- Work order 1 -
Retype the passage from the profile of Kinga Mlekodaj, from "In 2015, Dr." to "of methane technology.".
- Work order 2 -
In the profile of Kinga Mlekodaj, what zeolite is named as the one in which she described and controlled the distribution of aluminum in the lattice?
- Work order 3 -
Give what follows the final sentence of the profile of Kinga Mlekodaj, continuing it in the same manner.

- Selected text -
Otto Wichterle Award
Kinga Mlekodaj (1986) has been involved in catalysis since her master's degree at the Jagiellonian University and at the Academy of Science and Technology in Kraków, where she developed a catalyst based on mixed iron oxides for the production of styrene. During her PhD studies, she focused on catalysts based on microporous crystalline materials, for which she developed a new method for determining the accessibility of catalytic centers. During her stay at the University of Warwick (2012), she studied the synthesis of microporous materials.
In 2015, Dr. Mlekodaj joined the J. Heyrovsky Institute of Physical Chemistry of the Czech Academy of Sciences. Here she managed to describe and control the distribution of aluminum in the lattice and the location of the catalytic centers in the zeolite SSZ-13, a very promising catalyst. Two years ago, she co-created the first artificial system (binuclear centers in zeolites) that cleaves oxygen at room temperature, which so far was possible only by enzymes. She is currently working on the use of these systems for the oxidation of methane to methanol as the basis of methane technology.

- Excerpted records -
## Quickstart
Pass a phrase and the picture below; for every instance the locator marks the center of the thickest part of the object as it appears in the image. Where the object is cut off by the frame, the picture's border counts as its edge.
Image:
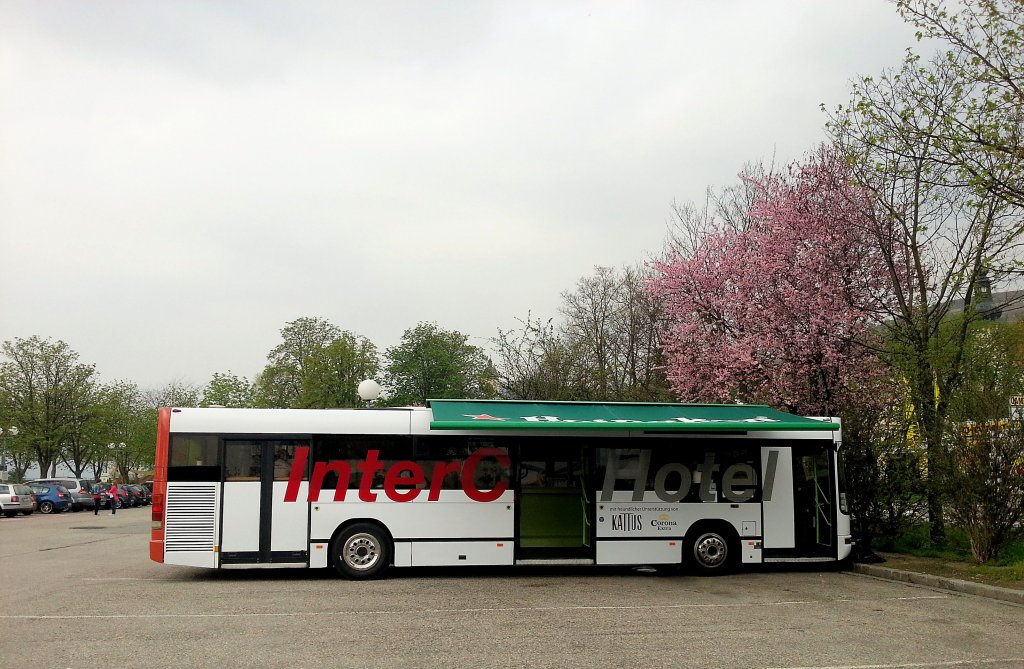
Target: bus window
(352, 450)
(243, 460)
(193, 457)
---
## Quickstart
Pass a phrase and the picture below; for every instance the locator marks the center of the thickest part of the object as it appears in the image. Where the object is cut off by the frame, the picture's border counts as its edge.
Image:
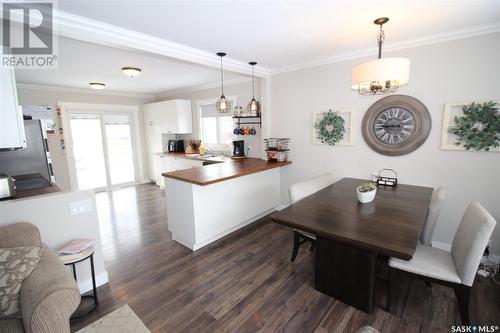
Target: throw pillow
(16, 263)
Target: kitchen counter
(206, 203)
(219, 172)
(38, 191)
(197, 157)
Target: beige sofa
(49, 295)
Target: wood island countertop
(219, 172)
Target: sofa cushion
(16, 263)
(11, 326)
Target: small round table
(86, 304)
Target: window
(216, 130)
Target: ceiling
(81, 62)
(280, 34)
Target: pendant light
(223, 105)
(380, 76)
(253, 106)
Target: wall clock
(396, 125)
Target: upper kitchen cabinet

- Answer box 1 -
In 2015, Dr. Mlekodaj joined the J. Heyrovsky Institute of Physical Chemistry of the Czech Academy of Sciences. Here she managed to describe and control the distribution of aluminum in the lattice and the location of the catalytic centers in the zeolite SSZ-13, a very promising catalyst. Two years ago, she co-created the first artificial system (binuclear centers in zeolites) that cleaves oxygen at room temperature, which so far was possible only by enzymes. She is currently working on the use of these systems for the oxidation of methane to methanol as the basis of methane technology.

- Answer box 2 -
SSZ-13

- Answer box 3 -
Alan Liška is engaged in research in the rapidly developing field of molecular electrochemistry and catalysis, which, thanks to its interdisciplinarity, falls into inorganic, organic, physical and coordination chemistry and is aimed at analytical and industrial applications. He is the author of the so-called stereoelectrochemistry method, by means of which, based on the interpretation of electrochemical data using "redox probes", otherwise difficult-to-access data on the current shape, conformation and dynamic behavior of various calixarenes in solution are obtained.